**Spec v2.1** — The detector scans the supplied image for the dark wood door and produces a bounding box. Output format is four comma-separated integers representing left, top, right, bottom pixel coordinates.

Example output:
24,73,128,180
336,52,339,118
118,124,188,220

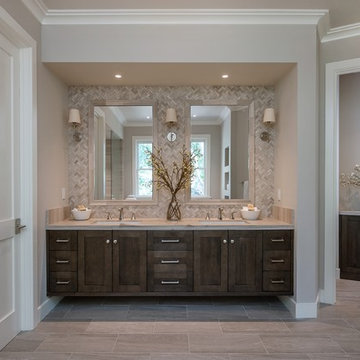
113,231,146,292
78,230,112,292
194,230,228,292
339,215,360,281
229,230,262,294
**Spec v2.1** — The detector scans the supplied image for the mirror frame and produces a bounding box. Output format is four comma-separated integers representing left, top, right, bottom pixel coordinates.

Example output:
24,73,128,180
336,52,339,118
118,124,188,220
89,100,159,206
185,99,255,205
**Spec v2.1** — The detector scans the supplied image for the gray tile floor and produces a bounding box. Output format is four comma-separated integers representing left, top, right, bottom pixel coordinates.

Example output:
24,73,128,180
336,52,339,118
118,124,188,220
0,280,360,360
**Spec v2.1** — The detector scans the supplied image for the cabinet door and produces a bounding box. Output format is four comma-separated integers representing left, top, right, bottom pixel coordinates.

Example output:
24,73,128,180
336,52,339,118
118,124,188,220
78,230,112,292
113,231,146,292
339,215,360,280
229,230,262,293
194,230,228,291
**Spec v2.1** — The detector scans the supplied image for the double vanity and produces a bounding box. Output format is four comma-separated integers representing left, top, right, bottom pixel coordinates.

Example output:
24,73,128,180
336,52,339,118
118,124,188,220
47,219,293,296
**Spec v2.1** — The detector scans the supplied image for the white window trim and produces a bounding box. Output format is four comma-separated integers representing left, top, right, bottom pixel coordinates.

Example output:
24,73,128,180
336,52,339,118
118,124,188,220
190,134,211,199
132,136,153,199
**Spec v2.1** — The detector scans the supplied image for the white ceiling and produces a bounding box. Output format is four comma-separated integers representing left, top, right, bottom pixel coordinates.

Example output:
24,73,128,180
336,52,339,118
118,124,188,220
46,63,295,86
42,0,360,27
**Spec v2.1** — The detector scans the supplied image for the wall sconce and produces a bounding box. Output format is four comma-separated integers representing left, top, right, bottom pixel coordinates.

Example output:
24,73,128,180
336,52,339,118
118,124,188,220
165,108,177,142
260,108,275,142
69,109,82,142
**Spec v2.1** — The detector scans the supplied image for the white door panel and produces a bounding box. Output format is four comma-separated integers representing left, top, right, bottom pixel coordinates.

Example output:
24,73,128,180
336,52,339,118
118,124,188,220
0,31,20,349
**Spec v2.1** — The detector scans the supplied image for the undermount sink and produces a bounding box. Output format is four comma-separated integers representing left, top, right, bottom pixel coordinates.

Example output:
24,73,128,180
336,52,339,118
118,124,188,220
199,220,247,225
93,220,141,226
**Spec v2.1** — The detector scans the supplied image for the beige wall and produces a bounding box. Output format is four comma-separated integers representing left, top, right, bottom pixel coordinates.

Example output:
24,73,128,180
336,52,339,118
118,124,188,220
274,67,296,209
339,73,360,210
0,0,68,306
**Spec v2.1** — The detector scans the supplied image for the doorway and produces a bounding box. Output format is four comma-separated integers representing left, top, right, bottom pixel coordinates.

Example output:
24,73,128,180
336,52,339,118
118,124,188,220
320,59,360,304
0,7,37,349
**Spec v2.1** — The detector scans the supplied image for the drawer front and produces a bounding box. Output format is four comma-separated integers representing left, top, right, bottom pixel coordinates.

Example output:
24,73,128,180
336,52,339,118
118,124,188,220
148,251,193,292
148,276,193,292
263,271,292,293
148,231,193,251
263,230,292,250
263,250,291,270
49,251,77,271
49,230,77,251
49,271,77,293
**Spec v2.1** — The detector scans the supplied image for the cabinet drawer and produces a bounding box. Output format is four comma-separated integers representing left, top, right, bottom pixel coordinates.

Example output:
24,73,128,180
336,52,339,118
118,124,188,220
148,276,193,292
263,271,292,292
49,251,77,271
49,230,77,250
49,271,77,293
263,250,291,270
263,230,292,250
148,231,193,251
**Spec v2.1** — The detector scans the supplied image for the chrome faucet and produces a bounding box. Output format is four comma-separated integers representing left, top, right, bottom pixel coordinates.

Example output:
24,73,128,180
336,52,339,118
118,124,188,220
218,208,224,220
119,208,124,221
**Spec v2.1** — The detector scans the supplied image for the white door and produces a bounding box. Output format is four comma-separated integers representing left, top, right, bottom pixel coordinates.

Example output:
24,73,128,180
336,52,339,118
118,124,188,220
0,34,20,349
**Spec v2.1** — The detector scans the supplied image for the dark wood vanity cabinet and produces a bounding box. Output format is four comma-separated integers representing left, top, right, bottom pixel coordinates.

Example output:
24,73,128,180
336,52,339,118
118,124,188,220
148,231,193,292
339,215,360,281
47,230,293,295
194,230,262,294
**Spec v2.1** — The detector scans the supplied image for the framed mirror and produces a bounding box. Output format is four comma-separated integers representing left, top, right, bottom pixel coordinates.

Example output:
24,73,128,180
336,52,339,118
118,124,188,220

:::

Can you lay out every line of the entries above as a JSON list of strings, one string per line, with blank lines dropped and the pictures left out?

OUTPUT FOR THIS TASK
[
  "**Spec v2.1** — The detector scans the supplied image for the dark wood door and produces a bounding box. Output format is four comma-separated integers representing left, top, right, bottom pixel coordinates.",
  "Example output:",
  "24,73,128,180",
  "336,52,339,118",
  "118,124,188,220",
  "113,231,146,292",
  "78,230,112,292",
  "194,230,228,292",
  "339,215,360,281",
  "229,230,262,294",
  "**Spec v2.1** — The detector scans the supplied image for the mirror frame and produces a bounding box. Output format is four comma-separated integers representing left, top, right, bottom pixel coordinates.",
  "Example output:",
  "24,73,128,180",
  "336,52,339,118",
  "118,124,188,220",
  "89,100,159,206",
  "185,99,255,205",
  "**Spec v2.1** — The detector scans the supplied image for the gray tile floor and produces a bounding box. Output format is four comma-separated integers representing left, top, right, bottom pixel coordinates.",
  "Example output:",
  "24,73,128,180",
  "336,52,339,118",
  "118,124,188,220",
  "0,280,360,360",
  "**Spec v2.1** — The detector scans the supplied image for the cabinet door and produces a bounding box. Output format is four comma-separated integers representing left, top, right, bottom pixel coordinates.",
  "Example output:",
  "24,73,128,180",
  "336,52,339,118",
  "118,124,188,220",
  "78,230,112,292",
  "113,231,146,292",
  "339,215,360,280",
  "229,230,262,293",
  "194,230,228,291",
  "**Spec v2.1** — The detector scans the supplied image for the double vanity and produces a bounding box. Output format is four comma-separated integers representing left, top, right, bottom pixel coordinates.",
  "Example output:",
  "24,73,128,180",
  "336,52,339,118",
  "118,124,188,220",
  "47,219,293,296",
  "**Spec v2.1** — The detector scans the supplied image for the white window trim and produces a bounding box. Output format is four comma-separated integers representing left, top, right, bottom pixel coordinates.",
  "Example output:",
  "24,73,128,180",
  "336,52,339,118",
  "118,124,188,220",
  "190,134,211,199",
  "132,136,153,199",
  "**Spec v2.1** — The detector scans the supplied image for the white ceiling and produces a bounding box. Output format is four comma-separated integers representing left, top, right, bottom pixel coordinates.",
  "Example output:",
  "24,73,128,180",
  "336,52,339,118",
  "118,124,188,220",
  "46,63,295,86",
  "42,0,360,27",
  "**Spec v2.1** — The detector scans the supplied image for the wall sconce and produces a bounding box. Output format is four comma-separated integers representing left, top, right, bottom pixel coordinates.",
  "Example output:",
  "24,73,128,180",
  "336,52,339,118",
  "118,124,188,220",
  "165,108,177,142",
  "260,108,275,142",
  "69,109,82,142",
  "**Spec v2.1** — The detector scans the supplied image for the white door panel and produces a bounding box. Output format is four comma-separated integers representing left, top, right, bottom pixel coordinates.",
  "Example output:",
  "24,73,128,180",
  "336,52,339,118",
  "118,124,188,220",
  "0,31,20,349",
  "**Spec v2.1** — The detector scans the supplied image for the undermount sink and produces a bounding box. Output format is four comma-separated integers representing left, top, right, bottom pixel coordinates.",
  "Example output:",
  "24,73,128,180",
  "336,52,339,118",
  "118,124,188,220",
  "199,220,247,225",
  "93,220,141,226",
  "**Spec v2.1** — The detector scans the supplied image for the beige wall and produces a bounding box. Output format is four comma-separated integers representing left, top, right, bottom pixel coordinates.",
  "Example output:",
  "24,73,128,180",
  "336,52,339,118",
  "118,124,188,220",
  "274,67,296,209",
  "339,73,360,210",
  "0,0,68,306",
  "**Spec v2.1** — The detector scans the supplied image for the doorway and produces a bounding box. Output format is four comma-separated integers representing left, top, right, bottom pixel coordinates.",
  "Example output:",
  "24,73,128,180",
  "336,52,339,118",
  "118,124,188,220",
  "320,59,360,304",
  "0,7,37,349",
  "**Spec v2.1** — The detector scans the supplied image for the drawer front and produces a bounding box. Output format is four comma-separated integers representing left, top, right, bottom pixel coordinates.",
  "Example output:",
  "24,73,128,180",
  "336,52,339,118",
  "118,124,188,220",
  "148,251,193,292",
  "148,276,193,292",
  "263,271,292,293",
  "148,231,193,251",
  "263,230,292,250",
  "263,250,291,270",
  "49,251,77,271",
  "49,230,77,251",
  "49,271,77,293",
  "**Spec v2.1** — The detector scans the supplied image for the cabinet drawer and produces a bounding box. Output format is four comma-separated integers representing left, top, right, bottom pixel coordinates.",
  "Example output:",
  "24,73,128,180",
  "336,52,339,118",
  "118,124,188,220",
  "148,276,193,292",
  "263,271,292,292",
  "49,251,77,271",
  "49,230,77,250",
  "49,271,77,293",
  "263,250,291,270",
  "263,230,292,250",
  "148,231,193,251",
  "**Spec v2.1** — The detector scans the supplied image for the chrome faucet and produces a bounding box. Output format is four comma-separated integers representing left, top, right, bottom pixel coordinates.",
  "Example output:",
  "24,73,128,180",
  "336,52,339,118",
  "118,124,188,220",
  "218,208,224,220",
  "119,208,124,221",
  "**Spec v2.1** — The detector scans the supplied image for the white door and produces a bounding box. Output format is four comma-separated integers representing left, top, right, bottom pixel coordinates.",
  "Example output:",
  "24,73,128,180",
  "336,52,339,118",
  "118,124,188,220",
  "0,34,20,349",
  "**Spec v2.1** — The detector scans the supplied image for the dark wood vanity cabinet and produces a bounding box. Output format is four comma-separated integers representing left, top, right, bottom pixel coordinates.",
  "Example output:",
  "24,73,128,180",
  "336,52,339,118",
  "118,124,188,220",
  "148,231,193,292",
  "339,215,360,281",
  "47,230,293,295",
  "194,230,262,294",
  "**Spec v2.1** — The detector scans the supplied image for the framed mirror and produces a bounding box. Output format is four comma-separated integers representing left, top, right, bottom pixel coordinates.",
  "Example output:",
  "24,73,128,180",
  "336,52,339,118",
  "118,124,188,220"
]